WHAT YOU WILL DO:
Please locate every line in the material below that contains the word "formatted" and copy each of those lines.

SUPPLIED ENTRIES:
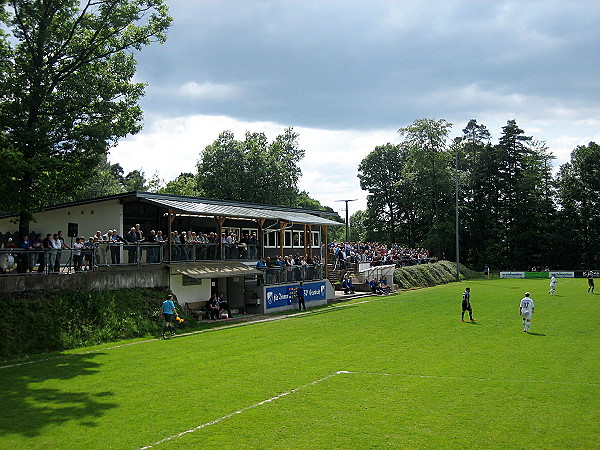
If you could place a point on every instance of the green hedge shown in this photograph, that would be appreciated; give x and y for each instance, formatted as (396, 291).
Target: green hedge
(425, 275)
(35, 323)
---
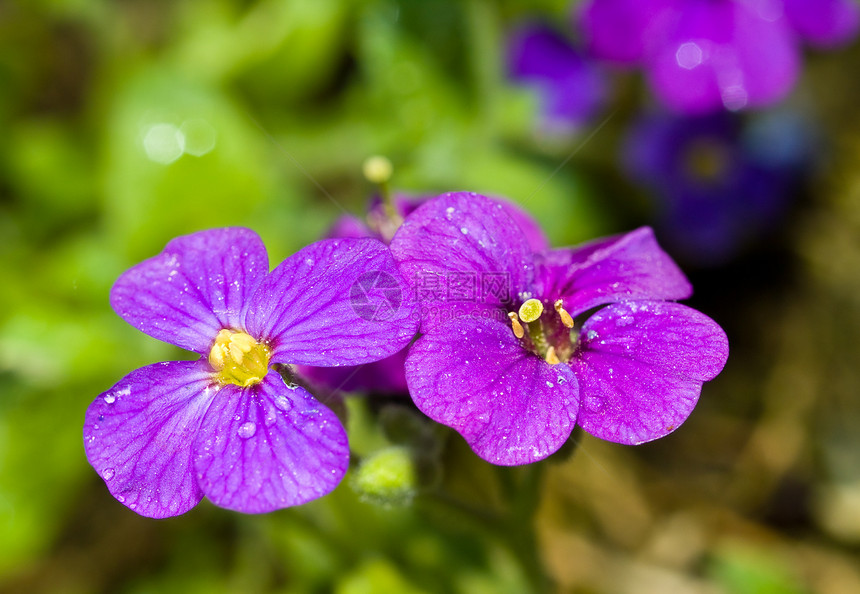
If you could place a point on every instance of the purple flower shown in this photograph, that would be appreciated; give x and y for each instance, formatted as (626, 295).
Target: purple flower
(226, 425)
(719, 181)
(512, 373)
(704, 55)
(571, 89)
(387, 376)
...
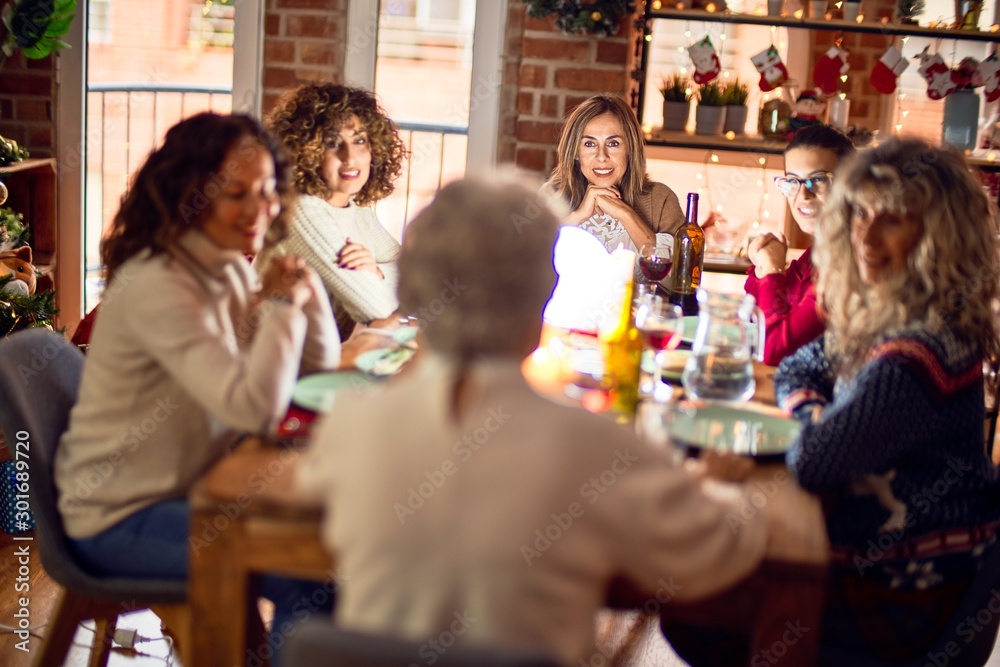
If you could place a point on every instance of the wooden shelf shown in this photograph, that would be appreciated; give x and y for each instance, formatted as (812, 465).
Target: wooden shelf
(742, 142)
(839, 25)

WRITTEN SOLUTION:
If you could place a point on every instance of the green hedge shown in this photograph, that would be appreciated; give x and y for each instance, formatted as (396, 291).
If you could place a point on every instance of the purple flower shown in this photograph, that would be appreciated; give x and y for each instance, formatted as (626, 295).
If you could place a point on every instance of the wooden shelf shown in this photograph, that would be appreciated; give x and y for each instance, formatted as (812, 465).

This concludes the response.